* [WORK TO COMPLETE]
Format the stretch of lines below, from the line containing "Each instance of the blue surgical" through the line containing "pixel 418 369", as a JSON list of strings with one string per line and blank lines left out.
☆ ☆ ☆ ☆ ☆ ☆ ☆
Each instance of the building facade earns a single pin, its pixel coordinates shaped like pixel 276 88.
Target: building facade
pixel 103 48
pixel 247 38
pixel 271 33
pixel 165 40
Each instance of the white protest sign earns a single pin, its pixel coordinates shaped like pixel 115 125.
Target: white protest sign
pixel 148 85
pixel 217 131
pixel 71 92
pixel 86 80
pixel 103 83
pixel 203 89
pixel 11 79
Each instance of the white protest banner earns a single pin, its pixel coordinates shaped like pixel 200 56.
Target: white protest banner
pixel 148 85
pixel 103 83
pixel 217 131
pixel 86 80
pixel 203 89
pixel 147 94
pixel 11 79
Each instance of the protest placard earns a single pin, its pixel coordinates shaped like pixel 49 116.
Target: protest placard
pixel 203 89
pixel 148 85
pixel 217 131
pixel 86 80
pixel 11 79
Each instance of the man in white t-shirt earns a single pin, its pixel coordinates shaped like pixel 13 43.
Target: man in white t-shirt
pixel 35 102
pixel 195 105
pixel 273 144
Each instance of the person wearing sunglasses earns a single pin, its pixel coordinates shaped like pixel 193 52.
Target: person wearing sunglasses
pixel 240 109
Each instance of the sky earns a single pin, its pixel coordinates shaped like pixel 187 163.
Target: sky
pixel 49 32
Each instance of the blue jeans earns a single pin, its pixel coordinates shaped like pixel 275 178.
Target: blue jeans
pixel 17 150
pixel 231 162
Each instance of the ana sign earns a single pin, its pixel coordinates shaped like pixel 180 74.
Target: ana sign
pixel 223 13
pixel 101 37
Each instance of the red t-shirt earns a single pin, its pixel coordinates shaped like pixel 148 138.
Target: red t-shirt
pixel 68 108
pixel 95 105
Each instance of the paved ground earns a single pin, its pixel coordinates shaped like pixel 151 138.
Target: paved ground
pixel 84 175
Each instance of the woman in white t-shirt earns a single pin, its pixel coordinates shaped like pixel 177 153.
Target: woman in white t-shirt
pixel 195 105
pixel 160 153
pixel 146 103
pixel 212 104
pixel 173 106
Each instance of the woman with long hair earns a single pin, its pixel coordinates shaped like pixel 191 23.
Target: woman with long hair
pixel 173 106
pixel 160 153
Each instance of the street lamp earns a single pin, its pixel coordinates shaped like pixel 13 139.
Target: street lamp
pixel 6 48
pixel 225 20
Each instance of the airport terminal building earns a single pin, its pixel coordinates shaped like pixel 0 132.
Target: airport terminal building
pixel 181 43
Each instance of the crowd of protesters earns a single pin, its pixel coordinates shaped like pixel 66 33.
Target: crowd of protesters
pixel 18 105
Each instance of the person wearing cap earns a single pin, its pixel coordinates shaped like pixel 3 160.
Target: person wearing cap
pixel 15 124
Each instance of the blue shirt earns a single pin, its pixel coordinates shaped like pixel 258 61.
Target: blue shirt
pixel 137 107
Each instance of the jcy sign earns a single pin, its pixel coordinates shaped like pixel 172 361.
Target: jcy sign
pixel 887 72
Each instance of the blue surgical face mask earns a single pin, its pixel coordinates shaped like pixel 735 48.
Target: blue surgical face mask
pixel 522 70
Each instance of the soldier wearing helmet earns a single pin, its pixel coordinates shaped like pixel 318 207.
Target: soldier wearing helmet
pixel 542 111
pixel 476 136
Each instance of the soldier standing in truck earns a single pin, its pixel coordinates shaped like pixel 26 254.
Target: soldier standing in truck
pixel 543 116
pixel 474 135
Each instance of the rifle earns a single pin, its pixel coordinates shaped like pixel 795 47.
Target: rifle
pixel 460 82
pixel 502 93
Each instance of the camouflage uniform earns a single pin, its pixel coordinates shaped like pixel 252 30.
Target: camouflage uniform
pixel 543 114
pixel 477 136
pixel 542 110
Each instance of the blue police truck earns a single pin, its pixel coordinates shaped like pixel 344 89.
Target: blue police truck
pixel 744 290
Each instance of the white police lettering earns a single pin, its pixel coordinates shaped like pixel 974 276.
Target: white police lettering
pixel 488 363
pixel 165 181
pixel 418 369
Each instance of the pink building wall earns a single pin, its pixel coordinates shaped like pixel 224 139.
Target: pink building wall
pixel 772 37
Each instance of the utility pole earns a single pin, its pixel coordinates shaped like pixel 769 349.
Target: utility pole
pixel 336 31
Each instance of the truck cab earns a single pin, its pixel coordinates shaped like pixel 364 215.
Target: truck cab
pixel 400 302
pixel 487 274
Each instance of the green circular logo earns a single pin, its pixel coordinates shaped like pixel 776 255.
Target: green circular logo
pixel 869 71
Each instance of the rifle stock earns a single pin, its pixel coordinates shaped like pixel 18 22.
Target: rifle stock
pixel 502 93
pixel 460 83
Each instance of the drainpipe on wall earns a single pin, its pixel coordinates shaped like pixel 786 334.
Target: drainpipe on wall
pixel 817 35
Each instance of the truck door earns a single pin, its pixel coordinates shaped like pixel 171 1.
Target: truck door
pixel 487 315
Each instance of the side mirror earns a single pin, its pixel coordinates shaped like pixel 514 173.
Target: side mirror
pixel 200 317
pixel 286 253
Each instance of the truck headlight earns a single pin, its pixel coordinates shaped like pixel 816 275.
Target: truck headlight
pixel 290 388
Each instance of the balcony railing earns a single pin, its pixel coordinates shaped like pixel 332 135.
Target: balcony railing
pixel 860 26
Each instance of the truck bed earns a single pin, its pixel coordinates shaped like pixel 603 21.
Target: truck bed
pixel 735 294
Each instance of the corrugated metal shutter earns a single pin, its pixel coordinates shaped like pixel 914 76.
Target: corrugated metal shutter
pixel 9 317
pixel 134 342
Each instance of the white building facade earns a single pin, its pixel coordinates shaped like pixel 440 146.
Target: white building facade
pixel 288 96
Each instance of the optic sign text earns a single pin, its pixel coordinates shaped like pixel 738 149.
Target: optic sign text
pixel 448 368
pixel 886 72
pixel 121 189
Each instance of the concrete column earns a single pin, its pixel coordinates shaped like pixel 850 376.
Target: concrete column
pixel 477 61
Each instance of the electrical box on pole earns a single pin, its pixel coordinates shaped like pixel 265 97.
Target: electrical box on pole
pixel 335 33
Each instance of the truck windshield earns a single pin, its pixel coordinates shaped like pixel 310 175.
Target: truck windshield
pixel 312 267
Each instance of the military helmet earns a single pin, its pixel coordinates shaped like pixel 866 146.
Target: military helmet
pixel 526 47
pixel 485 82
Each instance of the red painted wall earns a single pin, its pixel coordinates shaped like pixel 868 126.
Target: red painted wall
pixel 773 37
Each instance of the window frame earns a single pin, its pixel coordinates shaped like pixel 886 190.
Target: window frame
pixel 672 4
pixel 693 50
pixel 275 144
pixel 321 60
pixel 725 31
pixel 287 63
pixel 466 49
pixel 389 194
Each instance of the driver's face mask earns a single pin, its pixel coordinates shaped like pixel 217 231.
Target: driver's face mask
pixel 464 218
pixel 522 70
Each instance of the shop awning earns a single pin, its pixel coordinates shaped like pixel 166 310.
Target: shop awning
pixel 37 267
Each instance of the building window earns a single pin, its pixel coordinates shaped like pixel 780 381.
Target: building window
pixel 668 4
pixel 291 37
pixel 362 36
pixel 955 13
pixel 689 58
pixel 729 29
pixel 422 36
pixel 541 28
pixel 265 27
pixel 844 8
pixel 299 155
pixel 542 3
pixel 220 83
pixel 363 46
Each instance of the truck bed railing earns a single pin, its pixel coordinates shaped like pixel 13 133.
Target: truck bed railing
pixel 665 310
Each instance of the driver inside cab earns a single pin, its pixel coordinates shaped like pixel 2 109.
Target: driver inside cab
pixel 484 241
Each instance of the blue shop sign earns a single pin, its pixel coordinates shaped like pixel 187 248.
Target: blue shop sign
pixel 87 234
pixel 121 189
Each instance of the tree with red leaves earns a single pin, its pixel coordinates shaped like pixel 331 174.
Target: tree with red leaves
☆ ☆ ☆ ☆ ☆ ☆ ☆
* [WRITTEN RESPONSE]
[
  "Each instance of the blue surgical face mask earns a single pin, its pixel coordinates shaped like pixel 735 48.",
  "Target: blue surgical face mask",
  "pixel 522 70",
  "Each instance of the soldier wearing helmet earns a single pin, its pixel coordinates shaped like pixel 318 207.",
  "Target: soldier wearing helmet",
  "pixel 542 111",
  "pixel 476 136",
  "Each instance of the soldier standing in truck earns a single pin, its pixel coordinates shaped like pixel 26 254.",
  "Target: soldier standing in truck",
  "pixel 543 116",
  "pixel 474 135",
  "Each instance of the rifle earns a single pin, its pixel coordinates shaped like pixel 795 47.",
  "Target: rifle",
  "pixel 460 82",
  "pixel 502 93",
  "Each instance of the camouflage uniform earns a single pin, its pixel coordinates shaped like pixel 252 30.",
  "Target: camouflage uniform",
  "pixel 543 114",
  "pixel 477 136",
  "pixel 542 110",
  "Each instance of the blue police truck earns a single pin, its pixel coordinates shaped like pixel 344 89.",
  "Target: blue police truck",
  "pixel 744 290",
  "Each instance of the white police lettering earns a single pin, its pixel coordinates shaped like pixel 974 276.",
  "Target: white police lettering",
  "pixel 488 363",
  "pixel 165 181",
  "pixel 418 369"
]